**Exercise task:**
Present the data once more in exactly its original form.
#### Stored rows ####
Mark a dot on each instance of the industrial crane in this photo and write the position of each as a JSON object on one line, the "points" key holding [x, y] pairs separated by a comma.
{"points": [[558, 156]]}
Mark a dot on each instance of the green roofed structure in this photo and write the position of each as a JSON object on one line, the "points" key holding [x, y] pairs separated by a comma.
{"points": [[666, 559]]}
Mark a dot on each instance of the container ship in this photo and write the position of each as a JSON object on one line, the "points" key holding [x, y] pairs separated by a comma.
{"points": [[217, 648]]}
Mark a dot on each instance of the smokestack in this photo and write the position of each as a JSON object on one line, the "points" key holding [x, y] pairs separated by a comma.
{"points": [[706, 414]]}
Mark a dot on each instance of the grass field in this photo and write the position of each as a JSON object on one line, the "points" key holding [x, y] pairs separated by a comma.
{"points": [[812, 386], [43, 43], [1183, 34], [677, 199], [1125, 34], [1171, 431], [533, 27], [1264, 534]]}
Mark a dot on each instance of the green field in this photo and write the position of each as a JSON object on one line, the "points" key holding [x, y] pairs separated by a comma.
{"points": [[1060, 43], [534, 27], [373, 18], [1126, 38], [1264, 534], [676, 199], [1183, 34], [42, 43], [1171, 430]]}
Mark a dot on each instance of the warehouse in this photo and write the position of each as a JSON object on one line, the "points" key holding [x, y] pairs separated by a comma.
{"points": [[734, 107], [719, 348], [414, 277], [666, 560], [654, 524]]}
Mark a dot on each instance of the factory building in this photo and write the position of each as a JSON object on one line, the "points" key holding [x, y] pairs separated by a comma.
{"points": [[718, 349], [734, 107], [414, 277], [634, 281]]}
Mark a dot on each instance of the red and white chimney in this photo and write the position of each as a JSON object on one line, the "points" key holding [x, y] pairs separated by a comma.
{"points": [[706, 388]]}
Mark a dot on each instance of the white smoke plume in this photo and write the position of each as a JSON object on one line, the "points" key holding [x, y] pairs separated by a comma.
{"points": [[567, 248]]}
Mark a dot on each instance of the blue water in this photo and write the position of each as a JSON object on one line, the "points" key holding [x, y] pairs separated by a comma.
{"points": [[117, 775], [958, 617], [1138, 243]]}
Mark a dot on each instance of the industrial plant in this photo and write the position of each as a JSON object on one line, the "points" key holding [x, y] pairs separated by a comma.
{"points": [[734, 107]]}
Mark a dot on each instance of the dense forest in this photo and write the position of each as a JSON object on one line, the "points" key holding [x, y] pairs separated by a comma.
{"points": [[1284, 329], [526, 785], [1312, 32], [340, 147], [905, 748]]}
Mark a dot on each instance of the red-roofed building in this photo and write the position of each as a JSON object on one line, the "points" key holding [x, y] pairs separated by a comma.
####
**Output below:**
Mark a dot on each instance of the industrial crane in this photo and write the position of each as a JSON object on one line, the "points" key holding [x, y] pairs separated by a comma.
{"points": [[558, 156]]}
Mark a dot on each instance of the green roofed structure in this photo and write the position of each as a JSON object on one line, the "points" key holding [x, y] pairs separated by a comma.
{"points": [[666, 559]]}
Mark a dot on each instance of the container ship in this photo and write the position of each as a JSON object on one line, the "points" key holding [x, y] pairs separated by a comma.
{"points": [[217, 648]]}
Mark a dot on each instance of the smokestack in this photo and write the position of each as a JSON object on one line, the "points" key holding [x, y] pairs separated by a comma.
{"points": [[706, 414]]}
Mark a dot on each instance of the grass field in this photo and write the position of each as a JSON object on one line, the "points" key holding [x, y] pairs separated by a comma.
{"points": [[812, 386], [43, 43], [1183, 34], [677, 199], [1125, 34], [1171, 431], [533, 27], [1264, 534]]}
Mark a dot on each instance of the green field in this photo and write the position of each as a JSON object on one line, the "points" key holding [x, y] pairs separated by a comma.
{"points": [[1060, 43], [534, 27], [373, 18], [1126, 38], [1264, 534], [676, 199], [1183, 34], [42, 43], [1171, 430]]}
Mark a dot on each instance of the warehouse in this photo and write the position of each as a JSON object on one line, the "points" key holding [x, y] pairs separated by a comma.
{"points": [[734, 107], [719, 348], [414, 277], [666, 560], [654, 524]]}
Mark a dot on each instance of the factory building in this photo and write the position of each as a JSON object on one line, the "points" key holding [x, y] pairs separated by a comma.
{"points": [[718, 349], [734, 107], [414, 277], [634, 281]]}
Mark a dot on each instance of the red and white chimney in this photo and write the position of each as a JSON object on one line, the "points" key holding [x, y] pairs separated by a comma.
{"points": [[706, 388]]}
Mark a dot on each instance of the white smoke plume in this photo and write the position of each as a JSON object on one line, the "points" key holding [x, y] pairs separated by a comma.
{"points": [[567, 248]]}
Mark a dot on each instance of the blue water in this photo and write the position of each as a JSON object on one line, the "points" key holding [x, y] pairs separated by a comma.
{"points": [[117, 775], [958, 617], [1138, 243]]}
Mark a dot on each instance of the industrial plant in this photo and write the position of each as a JSON object on one line, the "points" key holding [x, y] pairs separated by a comma.
{"points": [[734, 107]]}
Mark a dot on each instance of the dense forest in this photo and write the position of each as a JSON object on one line, the "points" key holding [x, y] pairs separated by a comma.
{"points": [[1284, 329], [526, 785], [1312, 32], [340, 147], [905, 748]]}
Mark a dot on each instance of the red-roofed building in this photo and write the position of each as a JSON object on one line, the "points" key holding [x, y] pairs separated by a comma.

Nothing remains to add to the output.